[What is being asked]
Rewrite every line of the records, requests included, starting with the line that contains "spot the metal dog tag." and going on through the end of the records, and shift each coordinate in the answers by -74. Omit the pictures from your answer.
─── Information given
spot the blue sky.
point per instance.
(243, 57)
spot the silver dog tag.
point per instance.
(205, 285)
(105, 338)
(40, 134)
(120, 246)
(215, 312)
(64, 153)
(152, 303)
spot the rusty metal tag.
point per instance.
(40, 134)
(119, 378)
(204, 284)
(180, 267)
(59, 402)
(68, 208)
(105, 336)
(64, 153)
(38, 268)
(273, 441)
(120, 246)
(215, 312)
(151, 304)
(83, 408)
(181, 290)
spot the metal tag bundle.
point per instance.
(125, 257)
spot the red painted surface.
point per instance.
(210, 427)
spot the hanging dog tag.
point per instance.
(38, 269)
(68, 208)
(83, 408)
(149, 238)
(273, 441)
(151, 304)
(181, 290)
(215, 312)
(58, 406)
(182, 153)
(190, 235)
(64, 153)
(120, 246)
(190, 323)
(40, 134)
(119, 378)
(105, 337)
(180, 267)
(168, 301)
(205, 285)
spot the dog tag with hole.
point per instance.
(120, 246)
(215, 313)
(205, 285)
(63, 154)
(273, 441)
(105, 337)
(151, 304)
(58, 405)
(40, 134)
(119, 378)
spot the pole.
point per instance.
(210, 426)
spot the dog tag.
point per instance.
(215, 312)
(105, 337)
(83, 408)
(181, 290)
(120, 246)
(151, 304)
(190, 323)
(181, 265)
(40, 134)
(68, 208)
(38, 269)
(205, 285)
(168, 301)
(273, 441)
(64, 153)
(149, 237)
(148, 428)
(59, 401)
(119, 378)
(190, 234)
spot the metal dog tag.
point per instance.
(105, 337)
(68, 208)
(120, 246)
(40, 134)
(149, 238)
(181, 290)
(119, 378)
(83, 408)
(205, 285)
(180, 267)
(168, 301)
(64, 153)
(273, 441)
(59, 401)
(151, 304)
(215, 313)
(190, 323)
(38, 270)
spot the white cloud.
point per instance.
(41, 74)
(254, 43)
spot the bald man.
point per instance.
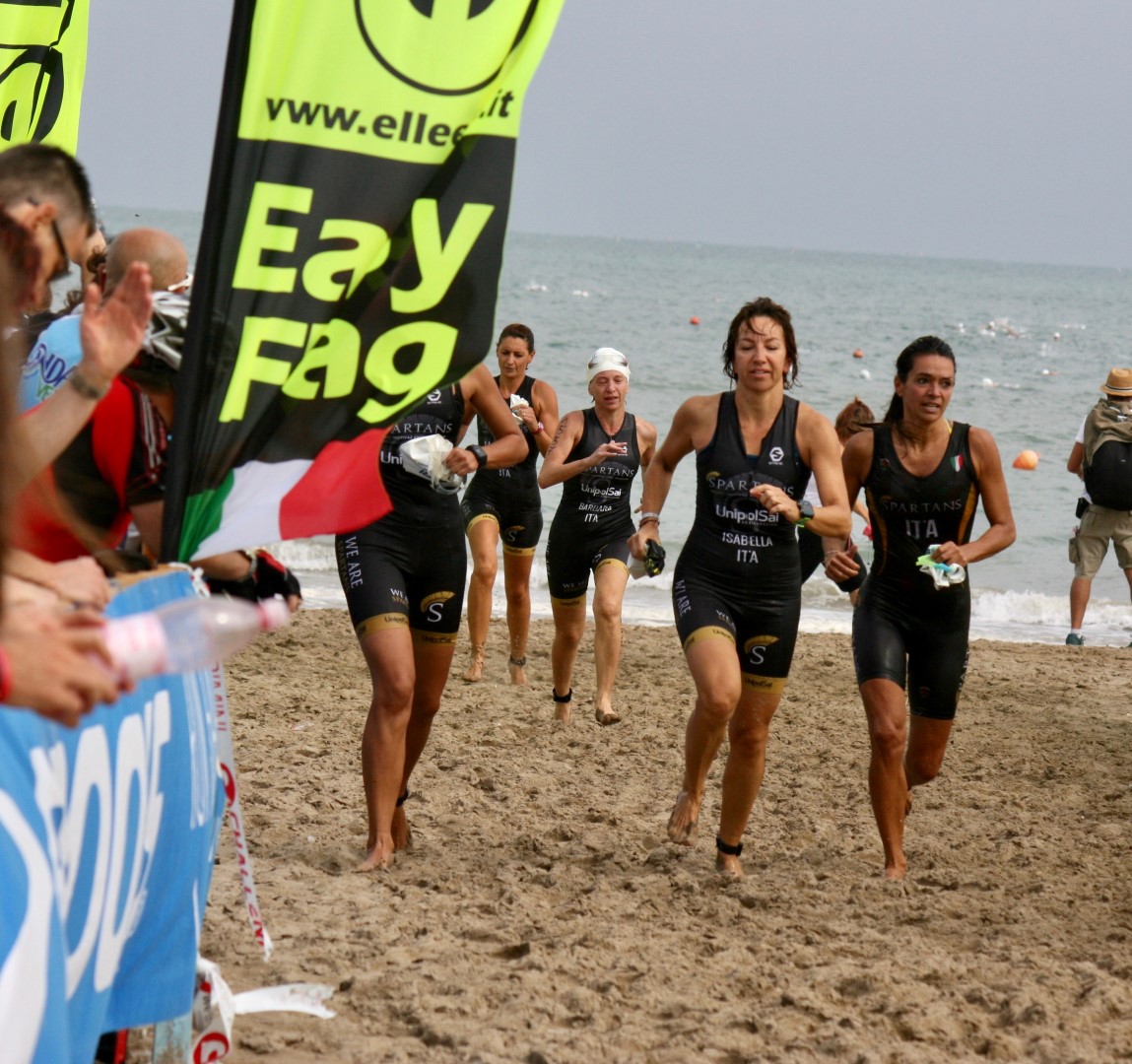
──────
[Correct output]
spot the metal dog tag.
point per instance.
(31, 263)
(-6, 134)
(46, 172)
(-34, 60)
(75, 164)
(107, 216)
(45, 304)
(9, 334)
(131, 211)
(106, 193)
(94, 227)
(-10, 79)
(199, 367)
(-15, 327)
(77, 230)
(141, 239)
(116, 249)
(-36, 196)
spot the white cloud.
point per instance.
(-33, 0)
(180, -31)
spot the bald man.
point per instance.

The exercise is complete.